In histopathology, a small-blue-round-cell tumour (abbreviated SBRCT), also known as a small-round-blue-cell tumor (SRBCT) or a small-round-cell tumour (SRCT), is any one of a group of malignant neoplasms that have a characteristic appearance under the microscope, i.e. consisting of small round cells that stain blue on routine H&E stained sections.

These tumors are seen more often in children than in adults. They typically represent undifferentiated cells. The predominance of blue staining is because the cells consist predominantly of nucleus, thus they have scant cytoplasm.


Examples
Tumors that belong to this group are:
 Desmoplastic small-round-cell tumour
 Ewing sarcoma/PNET
 Neuroblastoma
 Medulloblastoma
 Rhabdomyosarcoma
 Synovial sarcoma
 Carcinoid tumor
 Mesothelioma
 Small cell lung cancer
 Wilms' tumour
 Retinoblastoma
 Small-cell lymphoma
 Hepatoblastoma- only the anaplastic form has round blue cells, the more common fetal and embryonal types do not 
 Merkel cell carcinoma
 Mesenchymal chondrosarcoma

Conditions mimicking SBRCT

Endometrial stromal condensation may mimic a small-blue-round-cell tumour.

----

What this task involves:
Extract the portion of the small-blue-round-cell tumor text between "In histopathology, a" and "H&E stained sections.", inclusive, copying it word for word.

----

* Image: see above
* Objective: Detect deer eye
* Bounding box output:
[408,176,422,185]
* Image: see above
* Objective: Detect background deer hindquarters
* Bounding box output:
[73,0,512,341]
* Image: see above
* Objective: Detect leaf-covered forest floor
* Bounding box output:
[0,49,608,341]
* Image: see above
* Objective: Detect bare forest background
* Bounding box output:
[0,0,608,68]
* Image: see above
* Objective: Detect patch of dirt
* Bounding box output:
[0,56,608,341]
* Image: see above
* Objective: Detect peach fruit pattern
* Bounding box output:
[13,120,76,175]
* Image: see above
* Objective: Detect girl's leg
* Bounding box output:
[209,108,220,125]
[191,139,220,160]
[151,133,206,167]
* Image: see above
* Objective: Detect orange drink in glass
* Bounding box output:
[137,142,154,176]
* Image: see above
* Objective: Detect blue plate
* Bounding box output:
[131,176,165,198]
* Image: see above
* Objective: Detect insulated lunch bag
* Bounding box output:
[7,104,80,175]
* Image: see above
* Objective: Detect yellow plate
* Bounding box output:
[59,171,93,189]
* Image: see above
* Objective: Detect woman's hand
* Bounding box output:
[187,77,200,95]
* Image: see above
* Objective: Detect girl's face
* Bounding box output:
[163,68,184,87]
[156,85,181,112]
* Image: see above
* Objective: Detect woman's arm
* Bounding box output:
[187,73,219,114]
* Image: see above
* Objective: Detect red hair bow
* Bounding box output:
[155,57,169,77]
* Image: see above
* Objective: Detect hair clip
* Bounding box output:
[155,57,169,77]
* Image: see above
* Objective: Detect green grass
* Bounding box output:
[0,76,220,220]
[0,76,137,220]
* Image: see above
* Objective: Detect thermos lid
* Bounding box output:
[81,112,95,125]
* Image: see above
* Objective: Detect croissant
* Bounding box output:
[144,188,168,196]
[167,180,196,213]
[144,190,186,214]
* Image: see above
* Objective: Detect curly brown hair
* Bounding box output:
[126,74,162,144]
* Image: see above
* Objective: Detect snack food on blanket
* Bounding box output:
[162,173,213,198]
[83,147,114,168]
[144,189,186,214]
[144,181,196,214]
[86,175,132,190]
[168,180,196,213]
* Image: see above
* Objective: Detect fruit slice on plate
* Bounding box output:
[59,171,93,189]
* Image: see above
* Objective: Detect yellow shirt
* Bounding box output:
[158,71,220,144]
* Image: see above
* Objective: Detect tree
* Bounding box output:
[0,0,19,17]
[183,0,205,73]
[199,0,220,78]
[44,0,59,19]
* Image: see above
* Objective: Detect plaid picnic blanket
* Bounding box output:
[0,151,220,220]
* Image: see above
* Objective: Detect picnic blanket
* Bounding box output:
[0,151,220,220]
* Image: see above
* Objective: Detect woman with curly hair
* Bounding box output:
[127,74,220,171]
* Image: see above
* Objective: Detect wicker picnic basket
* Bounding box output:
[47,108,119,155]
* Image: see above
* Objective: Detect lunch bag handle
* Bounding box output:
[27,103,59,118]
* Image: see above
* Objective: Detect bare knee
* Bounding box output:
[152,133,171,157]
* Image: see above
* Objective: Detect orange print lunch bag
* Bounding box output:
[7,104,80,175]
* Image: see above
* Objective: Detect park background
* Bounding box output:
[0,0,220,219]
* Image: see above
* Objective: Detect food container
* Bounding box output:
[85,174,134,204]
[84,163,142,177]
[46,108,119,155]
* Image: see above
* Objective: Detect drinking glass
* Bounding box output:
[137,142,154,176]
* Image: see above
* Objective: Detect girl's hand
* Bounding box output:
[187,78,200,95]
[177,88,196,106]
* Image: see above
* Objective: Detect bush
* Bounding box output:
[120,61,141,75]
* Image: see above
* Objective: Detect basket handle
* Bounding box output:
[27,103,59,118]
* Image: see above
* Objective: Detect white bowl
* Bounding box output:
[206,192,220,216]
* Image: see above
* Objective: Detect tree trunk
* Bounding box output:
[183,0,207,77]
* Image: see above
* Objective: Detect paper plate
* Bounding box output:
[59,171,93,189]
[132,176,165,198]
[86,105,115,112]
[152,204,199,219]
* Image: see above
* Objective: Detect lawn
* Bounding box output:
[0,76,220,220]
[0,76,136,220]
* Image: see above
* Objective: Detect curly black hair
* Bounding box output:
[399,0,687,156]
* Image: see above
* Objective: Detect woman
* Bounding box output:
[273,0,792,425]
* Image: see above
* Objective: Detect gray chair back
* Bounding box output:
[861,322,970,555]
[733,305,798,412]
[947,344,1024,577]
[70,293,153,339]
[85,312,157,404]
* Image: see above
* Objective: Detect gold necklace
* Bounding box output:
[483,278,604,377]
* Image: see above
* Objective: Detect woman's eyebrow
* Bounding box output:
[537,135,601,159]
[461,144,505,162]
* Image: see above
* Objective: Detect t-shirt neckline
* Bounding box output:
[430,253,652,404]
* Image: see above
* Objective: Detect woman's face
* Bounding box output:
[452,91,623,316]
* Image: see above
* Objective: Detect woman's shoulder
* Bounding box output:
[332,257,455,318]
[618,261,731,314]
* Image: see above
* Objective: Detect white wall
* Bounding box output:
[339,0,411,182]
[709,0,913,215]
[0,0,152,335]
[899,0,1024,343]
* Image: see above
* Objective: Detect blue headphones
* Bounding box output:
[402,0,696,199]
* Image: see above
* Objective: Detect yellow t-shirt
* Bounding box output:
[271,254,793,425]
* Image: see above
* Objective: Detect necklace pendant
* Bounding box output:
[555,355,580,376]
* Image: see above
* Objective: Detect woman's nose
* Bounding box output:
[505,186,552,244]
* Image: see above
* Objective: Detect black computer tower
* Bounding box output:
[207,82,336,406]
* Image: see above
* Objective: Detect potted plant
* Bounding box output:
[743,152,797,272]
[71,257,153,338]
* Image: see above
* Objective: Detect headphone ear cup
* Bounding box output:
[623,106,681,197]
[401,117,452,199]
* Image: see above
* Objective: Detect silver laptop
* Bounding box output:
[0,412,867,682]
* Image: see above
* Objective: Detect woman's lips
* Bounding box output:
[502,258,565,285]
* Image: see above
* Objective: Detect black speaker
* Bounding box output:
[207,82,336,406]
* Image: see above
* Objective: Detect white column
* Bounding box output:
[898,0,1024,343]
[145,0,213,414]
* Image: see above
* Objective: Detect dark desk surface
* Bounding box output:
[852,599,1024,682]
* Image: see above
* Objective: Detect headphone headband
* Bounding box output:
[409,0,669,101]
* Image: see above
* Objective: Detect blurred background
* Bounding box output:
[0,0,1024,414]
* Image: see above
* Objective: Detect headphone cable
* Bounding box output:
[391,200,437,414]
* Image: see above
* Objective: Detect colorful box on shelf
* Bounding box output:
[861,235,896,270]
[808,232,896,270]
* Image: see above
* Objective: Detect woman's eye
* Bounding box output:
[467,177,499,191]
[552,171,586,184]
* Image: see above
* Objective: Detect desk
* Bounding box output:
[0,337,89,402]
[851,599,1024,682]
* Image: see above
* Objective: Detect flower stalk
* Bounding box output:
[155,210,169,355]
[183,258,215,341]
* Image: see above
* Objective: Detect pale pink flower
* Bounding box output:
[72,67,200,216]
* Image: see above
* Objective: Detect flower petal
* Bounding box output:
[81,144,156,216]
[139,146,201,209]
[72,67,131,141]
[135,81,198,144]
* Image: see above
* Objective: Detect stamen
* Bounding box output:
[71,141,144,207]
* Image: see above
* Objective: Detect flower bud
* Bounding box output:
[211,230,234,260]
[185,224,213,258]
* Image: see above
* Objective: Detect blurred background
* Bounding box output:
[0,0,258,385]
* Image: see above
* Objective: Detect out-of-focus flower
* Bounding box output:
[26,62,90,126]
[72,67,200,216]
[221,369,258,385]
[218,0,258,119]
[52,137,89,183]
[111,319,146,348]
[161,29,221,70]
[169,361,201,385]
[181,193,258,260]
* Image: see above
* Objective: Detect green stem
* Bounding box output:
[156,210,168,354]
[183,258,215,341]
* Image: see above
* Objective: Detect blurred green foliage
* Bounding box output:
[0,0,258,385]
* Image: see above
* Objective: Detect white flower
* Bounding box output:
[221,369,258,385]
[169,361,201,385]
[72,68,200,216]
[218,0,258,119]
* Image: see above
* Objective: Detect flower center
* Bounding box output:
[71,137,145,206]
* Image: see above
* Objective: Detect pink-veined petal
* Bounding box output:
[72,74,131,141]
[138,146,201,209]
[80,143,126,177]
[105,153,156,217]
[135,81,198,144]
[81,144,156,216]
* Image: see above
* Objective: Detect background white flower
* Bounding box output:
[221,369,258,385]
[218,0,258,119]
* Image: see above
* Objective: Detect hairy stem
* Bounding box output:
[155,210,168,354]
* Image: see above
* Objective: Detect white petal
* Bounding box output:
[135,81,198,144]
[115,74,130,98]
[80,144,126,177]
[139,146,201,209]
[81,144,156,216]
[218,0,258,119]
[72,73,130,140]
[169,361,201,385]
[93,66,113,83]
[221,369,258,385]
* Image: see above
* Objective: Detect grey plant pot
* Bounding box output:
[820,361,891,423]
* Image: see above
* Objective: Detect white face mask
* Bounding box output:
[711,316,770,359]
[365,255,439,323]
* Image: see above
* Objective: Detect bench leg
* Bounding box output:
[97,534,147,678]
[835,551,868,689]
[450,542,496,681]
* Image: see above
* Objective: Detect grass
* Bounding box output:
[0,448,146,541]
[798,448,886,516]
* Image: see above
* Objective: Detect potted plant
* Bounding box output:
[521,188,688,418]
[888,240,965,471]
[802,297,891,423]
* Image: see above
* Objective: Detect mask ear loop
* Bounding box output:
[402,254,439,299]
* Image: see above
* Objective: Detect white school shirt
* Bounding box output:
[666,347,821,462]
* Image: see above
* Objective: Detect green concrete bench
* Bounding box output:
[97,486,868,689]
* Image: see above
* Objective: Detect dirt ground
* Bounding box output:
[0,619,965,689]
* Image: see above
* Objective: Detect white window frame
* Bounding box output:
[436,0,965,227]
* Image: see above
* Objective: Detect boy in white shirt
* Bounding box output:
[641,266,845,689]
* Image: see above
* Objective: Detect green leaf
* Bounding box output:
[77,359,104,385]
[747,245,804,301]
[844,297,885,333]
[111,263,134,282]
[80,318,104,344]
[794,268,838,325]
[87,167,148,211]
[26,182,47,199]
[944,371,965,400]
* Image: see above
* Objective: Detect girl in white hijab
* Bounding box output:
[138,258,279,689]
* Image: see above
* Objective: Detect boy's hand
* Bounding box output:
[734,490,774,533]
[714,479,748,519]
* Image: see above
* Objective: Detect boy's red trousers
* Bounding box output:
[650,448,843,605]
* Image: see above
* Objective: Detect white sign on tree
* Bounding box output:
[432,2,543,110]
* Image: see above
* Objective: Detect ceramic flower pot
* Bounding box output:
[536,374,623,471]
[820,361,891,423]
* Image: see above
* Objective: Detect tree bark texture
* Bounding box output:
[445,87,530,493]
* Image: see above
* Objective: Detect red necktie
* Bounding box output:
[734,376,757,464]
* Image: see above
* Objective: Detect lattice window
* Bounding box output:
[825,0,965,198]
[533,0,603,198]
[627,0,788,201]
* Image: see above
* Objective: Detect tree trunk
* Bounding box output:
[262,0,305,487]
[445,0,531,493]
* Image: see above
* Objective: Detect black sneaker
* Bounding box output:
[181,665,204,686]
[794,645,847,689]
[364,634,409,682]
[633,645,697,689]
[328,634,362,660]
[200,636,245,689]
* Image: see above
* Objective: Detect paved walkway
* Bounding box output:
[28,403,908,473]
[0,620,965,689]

----

Exercise output:
In histopathology, a small-blue-round-cell tumour (abbreviated SBRCT), also known as a small-round-blue-cell tumor (SRBCT) or a small-round-cell tumour (SRCT), is any one of a group of malignant neoplasms that have a characteristic appearance under the microscope, i.e. consisting of small round cells that stain blue on routine H&E stained sections.